# AUFGABENLISTE:
- a) Fasse den Forumsauszug über die Kutter in Heiligenhafen in drei Sätzen zusammen.
- b) Nimm den Forumsauszug über die Kutter in Heiligenhafen dort auf, wo er endet, und schreibe ihn weiter.

# QUELLENAUSZUG:
*-*-*

Slow Steaming ist das Stichwort. Klar können die Kutter schneller fahren, aber hätten dadurch natürlich auch einen größeren Verbrauch an Kraftstoff. So sparen sie halt Spritkosten.


----------



## DorschChris (11. Oktober 2011)

*AW: Was ist in Heiligernhafen los?*

Sehr viel schneller können Kutter auch nicht fahren. Bei der Klaus-Peter müsste die Rumpfgeschwindigkeit so bei 11,5 Knoten liegen, also auch mit 500PS wirds nicht schneller.


----------



## Franky D (11. Oktober 2011)

*AW: Was ist in Heiligernhafen los?*

die klaus peter ist und bleibt eben ein etwas langsamerer kutter egalo wie viel ps sie werden es immer gemütlich angehen lassen


----------



## thomas19 (13. Oktober 2011)

*AW: Was ist in Heiligenhafen los?*



Waldima schrieb:


> Tach zusammen,
> kann mir einer sagen, was in Helitown abgeht? Einigkeit in der Werft ist klar, und der Rest? Hai IV war nach meiner Erinnerung die letzten Jahre dazu paralell in der Werft. Auf der neu gestalteten Internetseite steht dazu im Gegensatz zur alten nichts mehr. Auch MS "Ostpreussen I" war schon gemeinsam mit den beiden anderen in der Werft. Lag allerdings Montag noch am Pier. Geht Gerhard mittlerweile nur noch von Di bis Fr in die Werft? Dazu gab es auf der Internetseite nie Auskünfte. Aber auch noch "Klaus-Peter"? Vier Schiffe gleichzeitig zum Jahrescheck, noch dazu in der Hochsaison?!
> Tanja liegt jedenfalls einsam und verlassen im Hafenbecken,vielleicht noch Monika an ihrem Platz. Zur Zeit reine Frauenrunde
> 
> ...

*-*-*

# ROHDATEN:
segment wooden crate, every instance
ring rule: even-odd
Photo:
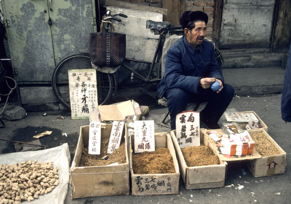
[[[181,176],[186,189],[217,188],[224,186],[227,165],[226,162],[219,158],[219,165],[188,167],[177,140],[176,130],[171,131],[171,136],[176,149]],[[205,146],[209,146],[217,155],[212,144],[208,142],[202,132],[200,133],[200,142]]]
[[[132,195],[172,194],[179,192],[179,167],[170,134],[166,132],[155,133],[155,148],[166,147],[169,149],[173,158],[176,173],[135,174],[132,169],[132,153],[134,149],[134,135],[131,134],[129,137],[129,160]],[[158,185],[158,183],[160,184]],[[150,184],[149,188],[146,186],[148,184]]]
[[[252,130],[248,131],[250,134],[262,132],[280,152],[280,154],[276,155],[263,157],[246,161],[246,165],[254,176],[261,177],[284,174],[286,164],[286,153],[265,130]]]
[[[112,124],[102,124],[101,139],[110,137]],[[122,140],[125,140],[126,163],[114,166],[79,167],[83,147],[87,147],[89,126],[81,127],[74,160],[70,168],[73,198],[129,194],[128,132],[125,124]]]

*-*-*

# LÖSUNGEN NACH AUFGABEN:
- a) Ein Beitrag erklärt, dass die Kutter mit Slow Steaming Spritkosten sparen, obwohl sie schneller fahren könnten. Darauf wird erwidert, dass Kutter kaum schneller fahren können, weil die Rumpfgeschwindigkeit der Klaus-Peter bei etwa 11,5 Knoten liege, und ein weiterer Beitrag nennt die Klaus-Peter einen etwas langsameren Kutter, der es unabhängig von der PS-Zahl immer gemütlich angehen lasse. In einem zitierten Beitrag fragt jemand, was in Heiligenhafen los sei, und wundert sich über vier Schiffe, die gleichzeitig zum Jahrescheck in der Werft seien, noch dazu in der Hochsaison.

- b)
ich war am 3.10.11 von Helitown aus draussen. Hab nur einen Dorsch gefangen, insgesamt waren es 30-40. Das Seegebiet um Fehmarn wird wohl sehr stark befischt. Einer der Angler "fing" eine Schutzkappe von einem Schleppnetz.


----------



## Leihwagenmafia (13. Oktober 2011)

*AW: Was ist in Heiligernhafen los?*

Ich war am 05.10. ( Monika ), 06.10. ( Hai IV )und 07.10.             ( Einigkeit )rausgefahren. Insgesamt wurde sehr bescheiden gefangen. Die Kutter waren verhältnismäßig voll. An keinem Tag kam man über 50 Fische- und die Größe der Fische war auch eher bescheiden.

Anfang letzter Woche war gar kein Wind und keine Drift- dann auf einmal 5-6 zunehmend und mit Böen bis zu Windstärke 8. Da ging leider nicht viel.

Im November geht´s aber 5 Tage mit der MS Jule raus- da läuft´s hoffentlich besser...


----------



## Waldima (14. Oktober 2011)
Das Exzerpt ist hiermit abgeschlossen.